> _TO DO_
Copy each of the records below word for word, in the same order.
===== MATERIAL PROVIDED
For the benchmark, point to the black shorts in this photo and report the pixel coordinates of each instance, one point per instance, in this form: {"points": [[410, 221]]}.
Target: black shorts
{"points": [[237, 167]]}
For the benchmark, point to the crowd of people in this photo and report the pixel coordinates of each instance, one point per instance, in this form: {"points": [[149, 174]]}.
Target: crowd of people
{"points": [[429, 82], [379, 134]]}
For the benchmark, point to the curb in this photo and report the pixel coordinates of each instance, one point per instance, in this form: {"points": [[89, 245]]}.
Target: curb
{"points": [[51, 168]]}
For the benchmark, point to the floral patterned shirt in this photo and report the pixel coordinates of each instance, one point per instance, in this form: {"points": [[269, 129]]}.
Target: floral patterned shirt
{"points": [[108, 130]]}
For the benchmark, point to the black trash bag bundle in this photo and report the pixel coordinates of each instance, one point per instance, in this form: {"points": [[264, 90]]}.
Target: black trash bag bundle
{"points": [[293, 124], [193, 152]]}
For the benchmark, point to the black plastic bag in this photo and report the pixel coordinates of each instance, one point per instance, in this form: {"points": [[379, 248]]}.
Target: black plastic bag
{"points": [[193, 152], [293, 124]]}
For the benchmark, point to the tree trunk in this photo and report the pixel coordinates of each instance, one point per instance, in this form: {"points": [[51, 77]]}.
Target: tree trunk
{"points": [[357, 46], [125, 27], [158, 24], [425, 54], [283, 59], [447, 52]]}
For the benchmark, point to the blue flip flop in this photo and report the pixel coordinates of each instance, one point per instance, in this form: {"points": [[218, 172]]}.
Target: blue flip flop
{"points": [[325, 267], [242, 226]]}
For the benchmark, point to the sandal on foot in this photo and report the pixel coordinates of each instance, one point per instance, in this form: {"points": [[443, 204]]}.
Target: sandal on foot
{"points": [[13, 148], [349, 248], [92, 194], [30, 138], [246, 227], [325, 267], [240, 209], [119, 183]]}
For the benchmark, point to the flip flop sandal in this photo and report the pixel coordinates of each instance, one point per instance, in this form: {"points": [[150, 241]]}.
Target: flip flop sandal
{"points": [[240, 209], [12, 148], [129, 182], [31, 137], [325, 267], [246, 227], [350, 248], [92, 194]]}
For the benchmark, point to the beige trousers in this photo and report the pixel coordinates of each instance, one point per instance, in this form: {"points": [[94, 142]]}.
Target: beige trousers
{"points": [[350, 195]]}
==========
> _FULL RESPONSE_
For the benchmark, point to the black shorts in this photo and report the pixel coordinates of each instance, one point per instance, in this form: {"points": [[410, 221]]}.
Target: black shorts
{"points": [[237, 167]]}
For the benchmark, point to the crowd of people in this photo and report the pixel coordinates of each instance, one point per instance, in this form: {"points": [[149, 174]]}.
Target: crowd of people
{"points": [[429, 82], [379, 134]]}
For the benchmark, point to the curb in this photo and report the pixel coordinates of each instance, one point per instance, in this form: {"points": [[89, 245]]}.
Target: curb
{"points": [[51, 168]]}
For the benchmark, point to the floral patterned shirt in this photo and report the pixel coordinates of each instance, one point per instance, in this form: {"points": [[269, 129]]}.
Target: floral patterned shirt
{"points": [[108, 130]]}
For the benchmark, point to the black trash bag bundle in this photo and report the pixel coordinates of each instance, one point per instance, in this form: {"points": [[264, 90]]}.
Target: black trash bag bundle
{"points": [[293, 124], [193, 152]]}
For the benchmark, point to the black plastic bag in this photo and report the pixel coordinates of each instance, one point per instance, in this form: {"points": [[379, 248]]}.
Target: black plastic bag
{"points": [[193, 152], [293, 124]]}
For the benchmark, point to the tree trunk in this photo and report the pixel coordinates of each instance, one point per instance, in this form: {"points": [[51, 77]]}.
Target: tree trunk
{"points": [[357, 46], [125, 27], [158, 24], [425, 54], [283, 59], [447, 52]]}
For the benchmark, point to the blue flip flop in this photo and report the pixel coordinates of each instance, one point per instance, in this form: {"points": [[218, 172]]}.
Target: blue flip flop
{"points": [[325, 267], [242, 226]]}
For the benchmark, point to the sandal on foot in this photo and report the pixel coordinates of each instance, one point per instance, in this form: {"points": [[443, 204]]}.
Target: sandal on foot
{"points": [[13, 148], [349, 248], [92, 194], [30, 138], [246, 227], [325, 267], [240, 209], [119, 183]]}
For the benchmark, point to the flip flop sandal in this photo and report the pixel coordinates of each instance, one point per instance, in this form: {"points": [[150, 241]]}.
Target: flip flop sandal
{"points": [[240, 209], [12, 148], [129, 182], [31, 137], [325, 267], [246, 227], [350, 248], [92, 194]]}
For the benchmark, point to the beige trousers in this photo and report the pixel coordinates of each instance, one point per instance, in this form: {"points": [[94, 142]]}.
Target: beige trousers
{"points": [[350, 195]]}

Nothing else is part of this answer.